### [Exercise directions]
Write out each line of the records as one string in a JSON list, skipping blank lines and leaving out the pictures.

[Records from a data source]

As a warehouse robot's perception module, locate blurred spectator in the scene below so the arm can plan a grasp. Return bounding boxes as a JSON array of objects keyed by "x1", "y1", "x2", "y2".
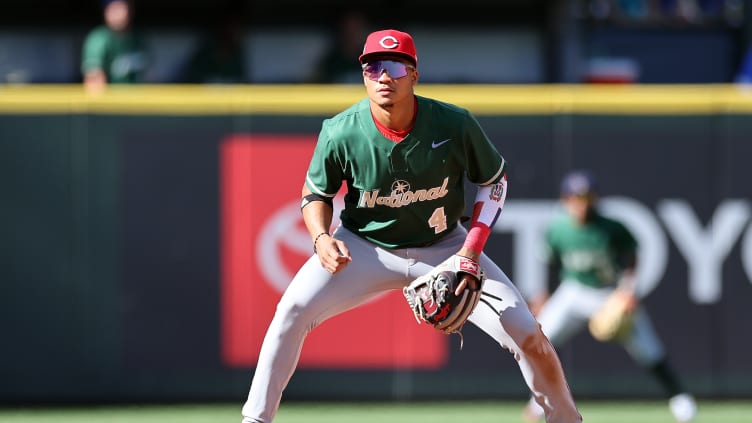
[
  {"x1": 180, "y1": 10, "x2": 250, "y2": 84},
  {"x1": 736, "y1": 46, "x2": 752, "y2": 84},
  {"x1": 312, "y1": 9, "x2": 370, "y2": 83},
  {"x1": 81, "y1": 0, "x2": 148, "y2": 91}
]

### [Written reply]
[
  "As a warehouse robot's perception module, locate blurred spectator in the scene below so the arm can plan a grasp. Return bounding boxes as a JSON array of objects keyed by \"x1\", \"y1\", \"x2\", \"y2\".",
  "[",
  "  {\"x1\": 180, \"y1\": 10, \"x2\": 250, \"y2\": 84},",
  "  {\"x1\": 736, \"y1\": 46, \"x2\": 752, \"y2\": 84},",
  "  {\"x1\": 312, \"y1\": 9, \"x2\": 370, \"y2\": 83},",
  "  {\"x1\": 81, \"y1\": 0, \"x2\": 148, \"y2\": 91}",
  "]"
]